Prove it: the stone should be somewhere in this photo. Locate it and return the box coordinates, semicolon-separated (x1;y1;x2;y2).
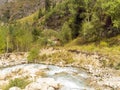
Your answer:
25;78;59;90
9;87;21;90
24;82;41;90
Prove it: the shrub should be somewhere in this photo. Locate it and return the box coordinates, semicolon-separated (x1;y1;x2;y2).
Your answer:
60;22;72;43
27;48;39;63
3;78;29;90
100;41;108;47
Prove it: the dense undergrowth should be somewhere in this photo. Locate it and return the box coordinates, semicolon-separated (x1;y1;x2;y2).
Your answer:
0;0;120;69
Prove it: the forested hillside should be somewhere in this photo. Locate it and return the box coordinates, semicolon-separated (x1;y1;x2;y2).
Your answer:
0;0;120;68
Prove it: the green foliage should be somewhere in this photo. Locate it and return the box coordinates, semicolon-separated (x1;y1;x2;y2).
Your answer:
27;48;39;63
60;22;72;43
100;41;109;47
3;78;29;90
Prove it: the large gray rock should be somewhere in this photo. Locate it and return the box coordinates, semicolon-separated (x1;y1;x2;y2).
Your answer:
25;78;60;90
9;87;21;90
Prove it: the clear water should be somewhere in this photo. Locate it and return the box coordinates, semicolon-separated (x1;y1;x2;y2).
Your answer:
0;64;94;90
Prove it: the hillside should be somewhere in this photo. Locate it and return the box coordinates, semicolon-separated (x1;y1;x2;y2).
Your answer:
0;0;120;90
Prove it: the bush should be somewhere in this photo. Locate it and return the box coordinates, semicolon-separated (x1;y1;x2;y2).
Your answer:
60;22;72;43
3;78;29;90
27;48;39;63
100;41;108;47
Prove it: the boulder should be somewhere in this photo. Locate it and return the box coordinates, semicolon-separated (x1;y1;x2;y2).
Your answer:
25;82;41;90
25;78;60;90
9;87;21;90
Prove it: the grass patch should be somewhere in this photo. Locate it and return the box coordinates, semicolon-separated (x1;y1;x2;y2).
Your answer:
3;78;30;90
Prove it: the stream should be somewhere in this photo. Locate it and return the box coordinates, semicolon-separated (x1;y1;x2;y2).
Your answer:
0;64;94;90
* * *
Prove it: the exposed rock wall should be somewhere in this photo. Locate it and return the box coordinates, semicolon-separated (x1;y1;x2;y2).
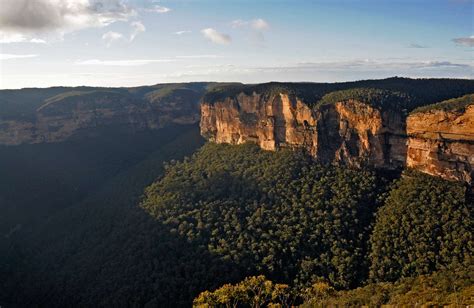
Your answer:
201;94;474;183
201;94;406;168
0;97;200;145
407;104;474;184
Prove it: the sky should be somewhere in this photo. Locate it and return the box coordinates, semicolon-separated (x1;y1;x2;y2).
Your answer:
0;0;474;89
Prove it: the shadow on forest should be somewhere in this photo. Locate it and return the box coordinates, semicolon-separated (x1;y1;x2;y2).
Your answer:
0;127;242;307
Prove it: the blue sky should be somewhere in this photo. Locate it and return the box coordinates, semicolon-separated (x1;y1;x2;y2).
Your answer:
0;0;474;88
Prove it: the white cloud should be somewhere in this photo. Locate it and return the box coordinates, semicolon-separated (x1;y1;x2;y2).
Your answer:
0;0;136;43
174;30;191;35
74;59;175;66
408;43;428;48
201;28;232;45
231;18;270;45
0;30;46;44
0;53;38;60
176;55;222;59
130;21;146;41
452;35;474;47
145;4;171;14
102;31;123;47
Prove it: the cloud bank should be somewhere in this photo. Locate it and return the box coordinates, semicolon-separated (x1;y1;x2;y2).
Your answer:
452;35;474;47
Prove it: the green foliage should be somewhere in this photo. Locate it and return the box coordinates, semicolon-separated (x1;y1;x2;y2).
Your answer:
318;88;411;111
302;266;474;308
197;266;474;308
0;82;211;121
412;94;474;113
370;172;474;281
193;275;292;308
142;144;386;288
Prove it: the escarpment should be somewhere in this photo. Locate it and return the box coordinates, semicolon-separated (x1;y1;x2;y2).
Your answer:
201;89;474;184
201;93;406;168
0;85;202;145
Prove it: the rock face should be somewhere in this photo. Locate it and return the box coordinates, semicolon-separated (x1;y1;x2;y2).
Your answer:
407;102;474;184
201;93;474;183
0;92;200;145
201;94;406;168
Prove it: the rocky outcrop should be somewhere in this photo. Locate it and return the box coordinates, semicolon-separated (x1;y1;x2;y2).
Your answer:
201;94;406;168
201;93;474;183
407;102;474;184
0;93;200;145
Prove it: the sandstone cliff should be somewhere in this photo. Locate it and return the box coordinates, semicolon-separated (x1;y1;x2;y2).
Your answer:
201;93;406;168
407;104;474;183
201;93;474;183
==
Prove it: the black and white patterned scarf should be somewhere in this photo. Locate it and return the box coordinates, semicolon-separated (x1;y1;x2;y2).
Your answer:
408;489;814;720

→ GOAL:
Rewrite the lines of the records as a numbered list, starting with the line containing "Prove it: the black" and ending with the line containing "408;489;814;720". Leave out any blank lines.

→ ANSWER TO THE TASK:
1. Prove it: the black and white patterned scarf should be somewhere in this photo. Locate it and return the box coordinates, semicolon-separated (x1;y1;x2;y2).
2. Your answer:
3. 408;489;814;720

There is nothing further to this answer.